## 作業内容
以下のレコードのうち、「silver」という文字列を含む行をすべて書き出してください。大文字と小文字は区別します。

画像オブジェクトの位置エントリ:
+---+
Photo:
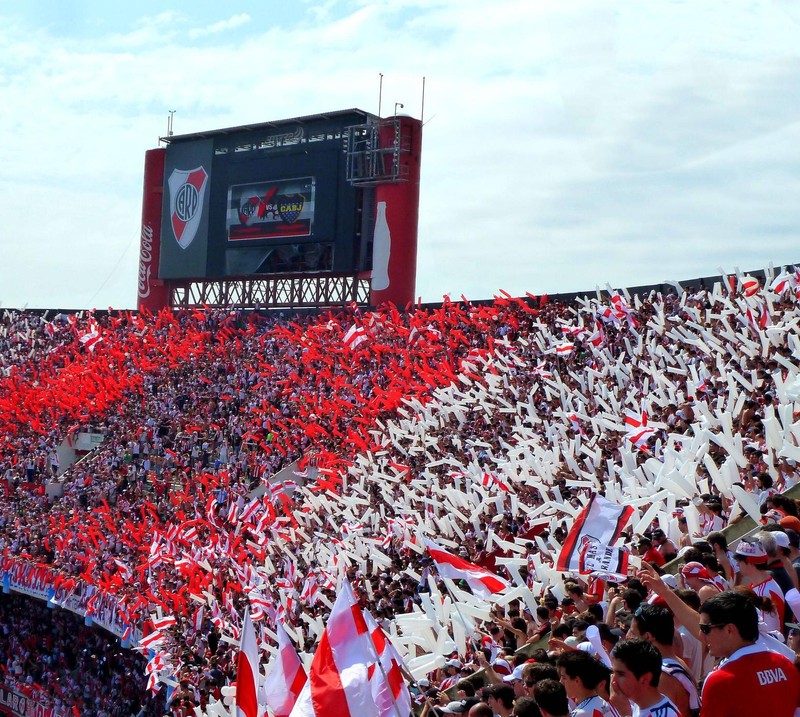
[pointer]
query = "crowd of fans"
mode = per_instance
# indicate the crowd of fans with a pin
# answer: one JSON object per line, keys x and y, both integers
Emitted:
{"x": 514, "y": 412}
{"x": 53, "y": 658}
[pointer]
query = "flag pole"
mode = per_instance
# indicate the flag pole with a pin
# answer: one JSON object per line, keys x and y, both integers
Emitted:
{"x": 377, "y": 659}
{"x": 455, "y": 605}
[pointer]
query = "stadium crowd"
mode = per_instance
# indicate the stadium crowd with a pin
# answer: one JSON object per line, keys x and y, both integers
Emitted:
{"x": 485, "y": 427}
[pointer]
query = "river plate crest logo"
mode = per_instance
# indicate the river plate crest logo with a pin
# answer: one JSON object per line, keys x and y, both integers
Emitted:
{"x": 186, "y": 197}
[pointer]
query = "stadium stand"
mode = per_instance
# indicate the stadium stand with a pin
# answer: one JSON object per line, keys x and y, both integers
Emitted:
{"x": 485, "y": 428}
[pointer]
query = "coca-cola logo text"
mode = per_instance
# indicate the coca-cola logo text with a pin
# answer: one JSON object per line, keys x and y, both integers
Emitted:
{"x": 145, "y": 260}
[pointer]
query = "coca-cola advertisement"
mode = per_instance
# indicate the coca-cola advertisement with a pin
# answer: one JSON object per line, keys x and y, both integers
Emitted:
{"x": 152, "y": 294}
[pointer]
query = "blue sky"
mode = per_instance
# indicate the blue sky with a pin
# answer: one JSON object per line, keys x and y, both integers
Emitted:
{"x": 567, "y": 143}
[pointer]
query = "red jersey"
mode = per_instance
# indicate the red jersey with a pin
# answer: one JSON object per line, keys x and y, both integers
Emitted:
{"x": 752, "y": 681}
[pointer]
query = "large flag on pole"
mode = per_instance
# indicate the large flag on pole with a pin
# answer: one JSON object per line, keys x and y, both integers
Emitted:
{"x": 247, "y": 671}
{"x": 483, "y": 583}
{"x": 338, "y": 681}
{"x": 286, "y": 678}
{"x": 601, "y": 521}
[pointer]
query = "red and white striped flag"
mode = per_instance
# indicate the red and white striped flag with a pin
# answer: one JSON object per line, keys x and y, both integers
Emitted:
{"x": 286, "y": 678}
{"x": 594, "y": 558}
{"x": 483, "y": 583}
{"x": 783, "y": 281}
{"x": 162, "y": 623}
{"x": 601, "y": 521}
{"x": 247, "y": 671}
{"x": 490, "y": 480}
{"x": 338, "y": 682}
{"x": 749, "y": 285}
{"x": 389, "y": 689}
{"x": 309, "y": 594}
{"x": 637, "y": 430}
{"x": 92, "y": 337}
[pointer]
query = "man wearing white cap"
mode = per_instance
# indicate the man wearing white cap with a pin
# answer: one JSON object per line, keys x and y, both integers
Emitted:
{"x": 750, "y": 680}
{"x": 696, "y": 576}
{"x": 451, "y": 669}
{"x": 752, "y": 560}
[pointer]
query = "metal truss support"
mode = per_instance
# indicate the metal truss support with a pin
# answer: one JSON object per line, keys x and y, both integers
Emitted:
{"x": 273, "y": 292}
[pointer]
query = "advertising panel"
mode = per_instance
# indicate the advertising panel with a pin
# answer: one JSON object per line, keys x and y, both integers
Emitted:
{"x": 277, "y": 209}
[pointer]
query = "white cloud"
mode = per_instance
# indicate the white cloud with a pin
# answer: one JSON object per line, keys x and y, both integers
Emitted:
{"x": 222, "y": 26}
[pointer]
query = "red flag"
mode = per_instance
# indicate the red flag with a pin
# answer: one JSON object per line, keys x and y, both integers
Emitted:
{"x": 247, "y": 671}
{"x": 482, "y": 582}
{"x": 338, "y": 683}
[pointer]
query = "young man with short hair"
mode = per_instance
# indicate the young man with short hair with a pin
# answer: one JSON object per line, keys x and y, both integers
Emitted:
{"x": 582, "y": 675}
{"x": 656, "y": 625}
{"x": 500, "y": 698}
{"x": 636, "y": 670}
{"x": 551, "y": 698}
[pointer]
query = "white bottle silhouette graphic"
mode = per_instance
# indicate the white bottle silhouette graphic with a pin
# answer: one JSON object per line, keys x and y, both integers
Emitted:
{"x": 381, "y": 249}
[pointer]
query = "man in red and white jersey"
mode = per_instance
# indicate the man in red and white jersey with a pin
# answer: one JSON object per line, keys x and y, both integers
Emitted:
{"x": 751, "y": 557}
{"x": 749, "y": 680}
{"x": 636, "y": 668}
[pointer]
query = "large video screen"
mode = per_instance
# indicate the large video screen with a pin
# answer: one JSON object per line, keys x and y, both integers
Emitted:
{"x": 278, "y": 209}
{"x": 264, "y": 199}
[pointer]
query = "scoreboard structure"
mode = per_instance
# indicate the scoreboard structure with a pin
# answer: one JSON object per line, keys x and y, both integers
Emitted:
{"x": 314, "y": 211}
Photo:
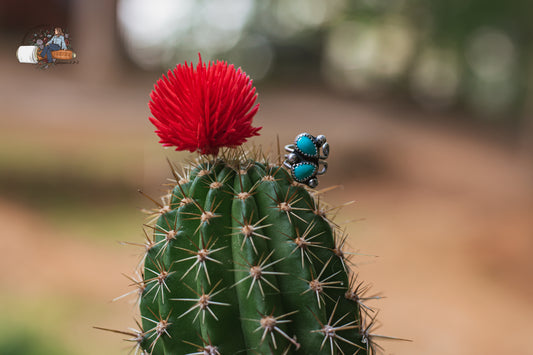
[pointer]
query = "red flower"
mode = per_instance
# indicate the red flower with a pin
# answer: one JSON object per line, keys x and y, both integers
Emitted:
{"x": 205, "y": 108}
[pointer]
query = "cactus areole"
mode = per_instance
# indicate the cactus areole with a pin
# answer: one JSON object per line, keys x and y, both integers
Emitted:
{"x": 240, "y": 258}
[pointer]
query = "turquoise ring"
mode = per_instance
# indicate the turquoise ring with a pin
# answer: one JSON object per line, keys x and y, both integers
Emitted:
{"x": 306, "y": 158}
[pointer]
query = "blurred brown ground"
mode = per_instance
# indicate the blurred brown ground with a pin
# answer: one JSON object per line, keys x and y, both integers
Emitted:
{"x": 447, "y": 210}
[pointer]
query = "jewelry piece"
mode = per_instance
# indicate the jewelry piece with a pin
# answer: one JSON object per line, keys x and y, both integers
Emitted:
{"x": 305, "y": 156}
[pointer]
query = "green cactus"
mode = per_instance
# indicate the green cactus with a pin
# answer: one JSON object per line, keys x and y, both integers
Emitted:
{"x": 241, "y": 257}
{"x": 244, "y": 260}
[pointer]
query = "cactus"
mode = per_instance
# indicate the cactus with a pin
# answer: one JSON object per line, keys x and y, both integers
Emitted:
{"x": 240, "y": 257}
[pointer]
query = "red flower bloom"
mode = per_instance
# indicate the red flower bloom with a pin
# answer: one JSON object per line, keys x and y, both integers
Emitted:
{"x": 205, "y": 108}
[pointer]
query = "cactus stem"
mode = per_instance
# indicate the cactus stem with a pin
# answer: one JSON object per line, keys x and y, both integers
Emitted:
{"x": 304, "y": 243}
{"x": 286, "y": 205}
{"x": 206, "y": 349}
{"x": 205, "y": 216}
{"x": 317, "y": 286}
{"x": 201, "y": 255}
{"x": 269, "y": 324}
{"x": 168, "y": 235}
{"x": 248, "y": 230}
{"x": 160, "y": 328}
{"x": 256, "y": 273}
{"x": 202, "y": 302}
{"x": 180, "y": 179}
{"x": 330, "y": 330}
{"x": 159, "y": 280}
{"x": 339, "y": 242}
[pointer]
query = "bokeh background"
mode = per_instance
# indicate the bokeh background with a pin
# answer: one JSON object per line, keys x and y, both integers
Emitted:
{"x": 427, "y": 107}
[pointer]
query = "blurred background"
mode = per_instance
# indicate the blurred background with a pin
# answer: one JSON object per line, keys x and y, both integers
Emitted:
{"x": 426, "y": 105}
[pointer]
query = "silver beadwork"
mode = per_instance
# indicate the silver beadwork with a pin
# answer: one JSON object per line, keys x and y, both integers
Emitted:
{"x": 305, "y": 157}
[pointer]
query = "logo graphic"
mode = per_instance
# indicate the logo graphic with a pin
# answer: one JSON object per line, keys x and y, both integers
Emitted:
{"x": 47, "y": 46}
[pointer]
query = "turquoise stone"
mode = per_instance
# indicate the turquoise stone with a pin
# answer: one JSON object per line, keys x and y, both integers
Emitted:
{"x": 306, "y": 145}
{"x": 304, "y": 171}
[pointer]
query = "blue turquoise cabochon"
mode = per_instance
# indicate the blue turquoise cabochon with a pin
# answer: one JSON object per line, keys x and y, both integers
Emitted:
{"x": 304, "y": 171}
{"x": 306, "y": 145}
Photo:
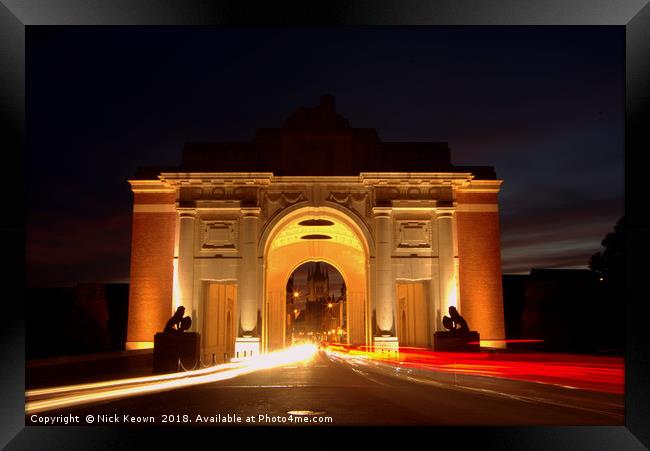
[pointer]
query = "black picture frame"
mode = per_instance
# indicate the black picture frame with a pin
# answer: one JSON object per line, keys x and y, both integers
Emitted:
{"x": 634, "y": 15}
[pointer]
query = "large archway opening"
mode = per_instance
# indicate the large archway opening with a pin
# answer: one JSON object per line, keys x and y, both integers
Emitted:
{"x": 316, "y": 306}
{"x": 315, "y": 234}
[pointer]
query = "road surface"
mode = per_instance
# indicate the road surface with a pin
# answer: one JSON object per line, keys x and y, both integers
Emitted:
{"x": 330, "y": 391}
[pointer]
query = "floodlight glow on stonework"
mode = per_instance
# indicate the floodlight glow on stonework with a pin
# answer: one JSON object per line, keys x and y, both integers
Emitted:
{"x": 299, "y": 229}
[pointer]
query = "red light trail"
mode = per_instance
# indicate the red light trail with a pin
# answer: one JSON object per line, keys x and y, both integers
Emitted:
{"x": 585, "y": 372}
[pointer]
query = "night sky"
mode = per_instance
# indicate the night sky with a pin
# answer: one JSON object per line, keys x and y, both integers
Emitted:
{"x": 544, "y": 106}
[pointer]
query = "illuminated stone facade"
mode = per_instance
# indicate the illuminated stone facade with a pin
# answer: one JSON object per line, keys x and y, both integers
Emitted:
{"x": 248, "y": 214}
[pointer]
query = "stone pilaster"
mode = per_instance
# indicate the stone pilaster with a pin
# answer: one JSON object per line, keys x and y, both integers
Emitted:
{"x": 385, "y": 301}
{"x": 186, "y": 261}
{"x": 446, "y": 264}
{"x": 247, "y": 296}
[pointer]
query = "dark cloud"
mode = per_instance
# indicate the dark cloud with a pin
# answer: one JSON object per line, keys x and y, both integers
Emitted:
{"x": 544, "y": 105}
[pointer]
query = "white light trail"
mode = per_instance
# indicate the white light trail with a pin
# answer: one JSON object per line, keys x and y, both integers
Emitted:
{"x": 59, "y": 397}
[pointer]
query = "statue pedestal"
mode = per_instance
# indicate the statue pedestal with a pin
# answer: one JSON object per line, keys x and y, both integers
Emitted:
{"x": 456, "y": 342}
{"x": 168, "y": 348}
{"x": 246, "y": 347}
{"x": 386, "y": 345}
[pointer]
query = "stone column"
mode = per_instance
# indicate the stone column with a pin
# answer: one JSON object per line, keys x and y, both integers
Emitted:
{"x": 247, "y": 283}
{"x": 186, "y": 262}
{"x": 446, "y": 264}
{"x": 385, "y": 301}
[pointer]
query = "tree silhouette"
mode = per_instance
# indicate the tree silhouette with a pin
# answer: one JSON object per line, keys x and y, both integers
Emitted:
{"x": 609, "y": 264}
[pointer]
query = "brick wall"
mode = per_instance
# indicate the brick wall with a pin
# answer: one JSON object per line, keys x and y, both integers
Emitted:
{"x": 152, "y": 253}
{"x": 479, "y": 254}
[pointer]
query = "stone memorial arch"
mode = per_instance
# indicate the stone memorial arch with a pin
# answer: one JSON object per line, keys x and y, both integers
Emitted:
{"x": 221, "y": 233}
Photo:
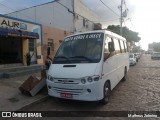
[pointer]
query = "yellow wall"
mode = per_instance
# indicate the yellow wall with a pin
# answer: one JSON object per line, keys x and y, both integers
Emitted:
{"x": 10, "y": 23}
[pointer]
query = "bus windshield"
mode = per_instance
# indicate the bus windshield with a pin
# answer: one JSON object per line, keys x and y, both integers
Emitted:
{"x": 83, "y": 48}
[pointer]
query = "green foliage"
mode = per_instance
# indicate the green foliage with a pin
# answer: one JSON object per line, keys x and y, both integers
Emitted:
{"x": 155, "y": 46}
{"x": 128, "y": 34}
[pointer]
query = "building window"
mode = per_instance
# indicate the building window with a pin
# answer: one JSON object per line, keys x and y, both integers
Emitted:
{"x": 51, "y": 44}
{"x": 31, "y": 45}
{"x": 84, "y": 22}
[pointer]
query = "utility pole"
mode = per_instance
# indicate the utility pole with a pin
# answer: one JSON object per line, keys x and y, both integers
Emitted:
{"x": 121, "y": 19}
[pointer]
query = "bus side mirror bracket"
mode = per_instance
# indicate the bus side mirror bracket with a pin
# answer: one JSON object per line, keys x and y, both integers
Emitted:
{"x": 111, "y": 46}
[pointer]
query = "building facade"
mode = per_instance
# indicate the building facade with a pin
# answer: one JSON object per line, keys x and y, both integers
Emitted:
{"x": 17, "y": 38}
{"x": 59, "y": 19}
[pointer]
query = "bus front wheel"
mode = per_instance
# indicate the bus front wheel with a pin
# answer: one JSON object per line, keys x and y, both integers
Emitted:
{"x": 106, "y": 93}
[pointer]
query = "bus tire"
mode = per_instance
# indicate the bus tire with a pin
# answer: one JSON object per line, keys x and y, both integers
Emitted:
{"x": 125, "y": 74}
{"x": 106, "y": 93}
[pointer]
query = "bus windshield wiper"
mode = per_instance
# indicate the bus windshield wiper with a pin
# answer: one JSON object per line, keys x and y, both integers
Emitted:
{"x": 84, "y": 57}
{"x": 63, "y": 57}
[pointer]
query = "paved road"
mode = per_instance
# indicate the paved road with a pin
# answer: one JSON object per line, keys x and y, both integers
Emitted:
{"x": 141, "y": 92}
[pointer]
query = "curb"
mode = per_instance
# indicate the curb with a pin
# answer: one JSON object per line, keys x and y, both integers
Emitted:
{"x": 34, "y": 103}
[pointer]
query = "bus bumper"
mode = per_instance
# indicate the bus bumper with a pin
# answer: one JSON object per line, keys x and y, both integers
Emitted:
{"x": 83, "y": 92}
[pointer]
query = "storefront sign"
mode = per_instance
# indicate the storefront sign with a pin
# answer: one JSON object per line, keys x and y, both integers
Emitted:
{"x": 13, "y": 24}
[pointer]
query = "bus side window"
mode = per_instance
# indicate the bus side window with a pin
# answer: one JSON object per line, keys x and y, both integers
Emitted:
{"x": 122, "y": 46}
{"x": 117, "y": 47}
{"x": 125, "y": 48}
{"x": 107, "y": 54}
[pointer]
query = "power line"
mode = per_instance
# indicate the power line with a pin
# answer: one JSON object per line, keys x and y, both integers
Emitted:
{"x": 19, "y": 12}
{"x": 109, "y": 8}
{"x": 73, "y": 11}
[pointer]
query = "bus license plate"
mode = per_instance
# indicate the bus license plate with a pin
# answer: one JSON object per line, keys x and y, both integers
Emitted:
{"x": 66, "y": 95}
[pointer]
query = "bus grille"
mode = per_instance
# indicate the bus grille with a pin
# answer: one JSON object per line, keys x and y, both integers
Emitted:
{"x": 67, "y": 90}
{"x": 66, "y": 81}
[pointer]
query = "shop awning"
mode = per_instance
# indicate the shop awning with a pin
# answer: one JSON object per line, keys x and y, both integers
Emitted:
{"x": 31, "y": 35}
{"x": 3, "y": 31}
{"x": 18, "y": 33}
+---+
## 作業結果
query = "silver beadwork"
# indicate the silver beadwork with a pin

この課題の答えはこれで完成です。